Directions ▸ Swap "detect" for "locate" throughout the data below and give the lines again with nothing else changed. Leave the pictures out of your answer.

Records provided ▸
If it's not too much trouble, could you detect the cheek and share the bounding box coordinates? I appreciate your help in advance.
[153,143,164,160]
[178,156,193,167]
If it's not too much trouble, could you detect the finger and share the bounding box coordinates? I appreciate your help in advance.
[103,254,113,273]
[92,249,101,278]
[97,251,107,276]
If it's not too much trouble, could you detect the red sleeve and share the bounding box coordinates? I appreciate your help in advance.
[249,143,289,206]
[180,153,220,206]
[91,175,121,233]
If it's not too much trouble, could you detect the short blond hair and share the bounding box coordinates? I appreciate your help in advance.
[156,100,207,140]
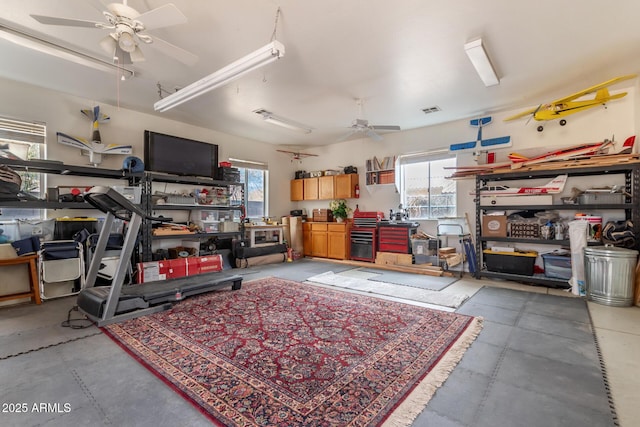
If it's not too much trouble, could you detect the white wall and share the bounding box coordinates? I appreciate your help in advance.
[298,82,640,234]
[0,79,292,222]
[0,79,640,233]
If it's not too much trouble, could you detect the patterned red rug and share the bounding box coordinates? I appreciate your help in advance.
[103,278,481,426]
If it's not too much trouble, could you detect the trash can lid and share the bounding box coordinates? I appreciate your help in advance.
[584,245,638,258]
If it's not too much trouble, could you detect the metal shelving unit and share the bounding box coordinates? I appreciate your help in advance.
[475,162,640,287]
[140,172,244,261]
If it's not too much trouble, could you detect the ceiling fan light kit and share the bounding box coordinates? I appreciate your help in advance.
[253,108,313,133]
[153,40,284,112]
[464,39,500,87]
[0,26,134,78]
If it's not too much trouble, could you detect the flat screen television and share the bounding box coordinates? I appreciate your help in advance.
[144,130,218,178]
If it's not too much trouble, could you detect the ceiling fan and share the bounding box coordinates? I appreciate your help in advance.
[338,99,401,142]
[276,150,318,162]
[31,0,198,65]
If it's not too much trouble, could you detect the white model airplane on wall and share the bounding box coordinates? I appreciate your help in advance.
[472,175,568,196]
[56,106,133,166]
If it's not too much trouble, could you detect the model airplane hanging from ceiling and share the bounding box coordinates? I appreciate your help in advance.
[470,175,568,196]
[504,74,637,132]
[276,150,318,162]
[56,106,133,166]
[449,117,511,151]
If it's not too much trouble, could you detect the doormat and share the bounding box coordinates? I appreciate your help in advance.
[103,278,482,426]
[360,269,460,291]
[307,271,469,308]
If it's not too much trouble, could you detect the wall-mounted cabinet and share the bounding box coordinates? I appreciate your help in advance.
[290,179,304,202]
[291,173,359,201]
[302,178,318,200]
[365,156,396,186]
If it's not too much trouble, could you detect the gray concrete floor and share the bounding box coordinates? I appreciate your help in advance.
[0,260,616,427]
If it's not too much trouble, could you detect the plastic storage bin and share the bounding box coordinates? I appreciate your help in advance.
[18,219,55,240]
[483,249,538,276]
[541,253,571,280]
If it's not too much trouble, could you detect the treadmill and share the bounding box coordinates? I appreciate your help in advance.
[77,186,242,326]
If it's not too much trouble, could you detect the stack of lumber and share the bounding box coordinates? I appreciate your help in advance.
[449,154,640,179]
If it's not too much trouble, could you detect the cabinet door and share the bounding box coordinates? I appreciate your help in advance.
[311,231,327,258]
[302,222,313,256]
[318,175,335,200]
[303,178,318,200]
[291,179,304,201]
[327,223,349,259]
[334,173,358,199]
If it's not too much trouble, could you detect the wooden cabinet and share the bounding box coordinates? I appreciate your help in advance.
[311,222,328,258]
[291,179,304,202]
[333,173,359,199]
[290,173,359,201]
[302,178,318,200]
[327,223,349,259]
[302,222,350,259]
[318,175,335,200]
[302,222,312,256]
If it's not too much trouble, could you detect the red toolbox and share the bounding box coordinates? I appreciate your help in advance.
[378,221,418,254]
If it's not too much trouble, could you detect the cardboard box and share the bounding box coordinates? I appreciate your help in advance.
[200,254,222,274]
[482,249,538,276]
[313,209,333,222]
[375,252,413,265]
[186,256,200,276]
[482,215,507,237]
[168,258,187,279]
[138,261,169,283]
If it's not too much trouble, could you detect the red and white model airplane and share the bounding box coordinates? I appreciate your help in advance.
[445,135,636,176]
[509,135,636,169]
[472,175,568,196]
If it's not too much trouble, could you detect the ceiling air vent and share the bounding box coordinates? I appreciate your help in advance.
[422,105,440,114]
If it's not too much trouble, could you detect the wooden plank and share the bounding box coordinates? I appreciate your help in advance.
[307,257,453,277]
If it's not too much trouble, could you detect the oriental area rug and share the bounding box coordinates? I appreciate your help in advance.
[103,278,481,426]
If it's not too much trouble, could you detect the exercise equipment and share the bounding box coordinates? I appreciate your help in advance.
[77,186,242,326]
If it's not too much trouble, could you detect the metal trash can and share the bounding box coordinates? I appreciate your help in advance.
[584,245,638,307]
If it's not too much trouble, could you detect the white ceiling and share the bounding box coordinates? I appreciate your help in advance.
[0,0,640,147]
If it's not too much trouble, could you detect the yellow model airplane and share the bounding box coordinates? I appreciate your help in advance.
[504,74,637,132]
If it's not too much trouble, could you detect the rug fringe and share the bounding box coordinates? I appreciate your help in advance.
[383,317,483,427]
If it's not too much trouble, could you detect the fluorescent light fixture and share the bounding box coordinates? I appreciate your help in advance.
[464,39,500,87]
[153,40,284,112]
[0,25,134,77]
[253,109,313,133]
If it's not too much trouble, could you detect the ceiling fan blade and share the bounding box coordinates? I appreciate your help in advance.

Answer to this task ▸
If it's not too much trouble, could you locate the cheek and share the bounding box coordinates? I appreciate your help in advance.
[153,143,164,160]
[178,156,193,167]
If it's not too much trouble, could you locate the finger and share the bounding box coordinates? I appreciate your help in advance.
[103,254,113,273]
[92,249,101,278]
[97,251,107,276]
If it's not too much trouble, could you locate the red sleeve and share the bounding box coordinates? I appreciate your help in advance.
[249,143,289,206]
[180,153,220,206]
[91,175,121,233]
If it's not too much trouble, could you locate the short blond hair and share the bounding box coordinates? I appreciate your help in advance.
[156,100,207,140]
If it's not too much trouble, could you locate the white wall and share the bounding box coordinates? I appreciate your help in advance.
[298,82,640,234]
[0,79,292,222]
[0,79,640,233]
If it's not too much trouble, could you locate the patterned red rug and share the bounding box coordinates? I appreciate your help in advance.
[103,278,481,426]
If it's not too much trouble, could you locate the trash can lid and share the bounding box coordinates? I appreciate your help in advance.
[584,245,638,258]
If it's not too much trouble, could you locate the metal shelving unit and share the bounding box coordinates? I appreciate your help in advance.
[475,162,640,287]
[140,172,244,261]
If it's not too much trouble, could you locate the ceiling fan light kit and share the bounding box coordinates? I appreciate your help in advance.
[253,108,313,133]
[153,40,284,112]
[464,39,500,87]
[0,26,134,78]
If it's not too much trouble, could you locate the flat screen television and share the bounding box coordinates? I appreciate your help in advance.
[144,130,218,178]
If it's not too much trouble, could you locate the ceiling fan and share the bounding box coordinates? I appreciate your help in advance.
[338,99,401,142]
[276,150,318,162]
[31,0,198,65]
If it's not too much trouble, could you locate the white model airplane on wall and share the bounding box coordinates? I appreciate your help in advance.
[472,175,568,196]
[56,106,133,166]
If it's not too much trouble, could you locate the model airplane hanging from ceiling and share the bounding box coordinates? I appreciate your help in advance.
[470,175,568,196]
[504,74,637,132]
[276,150,318,162]
[56,106,133,166]
[449,117,511,151]
If it's not too much trouble, could you locate the doormat and share the bounding box coordinates? I appreciate your help in advance.
[103,278,482,426]
[360,269,460,291]
[307,271,469,308]
If it's not too much trouble, could you locate the wall-mounted cabinet and share the bounding box coordinates? I appreciate your help in advance.
[290,179,304,202]
[291,173,359,201]
[302,178,318,200]
[365,156,396,186]
If it's not too much trouble, could you locate the gray concrete floor and share the bounding box coordinates? I appreciate your help in advance.
[0,260,616,427]
If it's not too much trouble, could you locate the plastic storage bin and share the bounding box coordinates? I appreciate your help in advance.
[18,219,55,240]
[483,249,538,276]
[541,253,571,280]
If it's not too much trouble, could you locate the treadmill and share the bounding box coordinates? I appreciate your help in advance.
[77,186,242,326]
If it's not too much trouble, could you locate the stack of lumber and share the bounding box coordinates? I appreciate your help in advance.
[449,154,640,179]
If it's not too much trouble, could you locate the cabinet door and share the bounding box coordinates? I appreciate your help in advance.
[311,231,327,258]
[302,222,313,256]
[318,175,335,200]
[303,178,318,200]
[291,179,304,201]
[327,223,349,259]
[334,173,358,199]
If it's not too much trouble, could you locate the wooden cabinet and share the bounding box coordinates? I appreciate your help in advance.
[311,222,328,258]
[291,179,304,202]
[333,173,359,199]
[290,173,359,201]
[302,178,318,200]
[327,223,349,259]
[302,222,350,259]
[318,175,335,200]
[302,222,312,256]
If it's not too much trouble, could you locate the red toolbox and share the bounding box coordinates? I appreciate your help in advance.
[378,221,418,254]
If it's not too much trouble, could you locate the cardboard box and share the bounding box coordinates? I appreciate your help in advance.
[200,254,222,274]
[482,249,538,276]
[313,209,333,222]
[375,252,413,265]
[186,256,200,276]
[482,215,507,237]
[168,258,187,279]
[138,261,169,283]
If it's not too much trouble, could you locate the red and white model airplane and share the bounding box coordinates? I appreciate your help in advance.
[445,135,636,176]
[509,135,636,169]
[472,175,568,196]
If it's not too much trouble, could you locate the ceiling air vent and share the bounding box coordinates? I appreciate your help in advance.
[422,105,440,114]
If it's not too much trouble, could you locate the wooden plank and share the bounding box coordinates? I appreciate your help in advance.
[307,257,453,277]
If it's not too much trouble, could you locate the oriental area rug and share the bounding box coordinates? I appreciate your help in advance.
[103,278,481,426]
If it's not too much trouble, could you locate the exercise equipment and share the bounding box coordinates? I appreciate your help in advance.
[77,186,242,326]
If it's not too much trouble, could you locate the metal trash can and share the bounding box coordinates? I appreciate your help in advance.
[584,245,638,307]
If it's not too much trouble, could you locate the white ceiling and share the bounding box coordinates? I appreciate your help in advance.
[0,0,640,147]
If it's not too much trouble, could you locate the yellow model airplane and share the bounding box coordinates? I appreciate your help in advance.
[504,74,637,132]
If it's not too much trouble, could you locate the rug fringe and share the bounding box coordinates? I appreciate your help in advance.
[383,317,483,427]
If it's not too much trouble, could you locate the fluorescent light fixture and share the bounding box coordinates? I appreciate your help in advance.
[464,39,500,87]
[153,40,284,112]
[0,25,134,77]
[253,109,313,133]
If it's not too much trouble, could you locate the ceiling fan blade and share the bounding box coordinates? I appreciate your help in advance.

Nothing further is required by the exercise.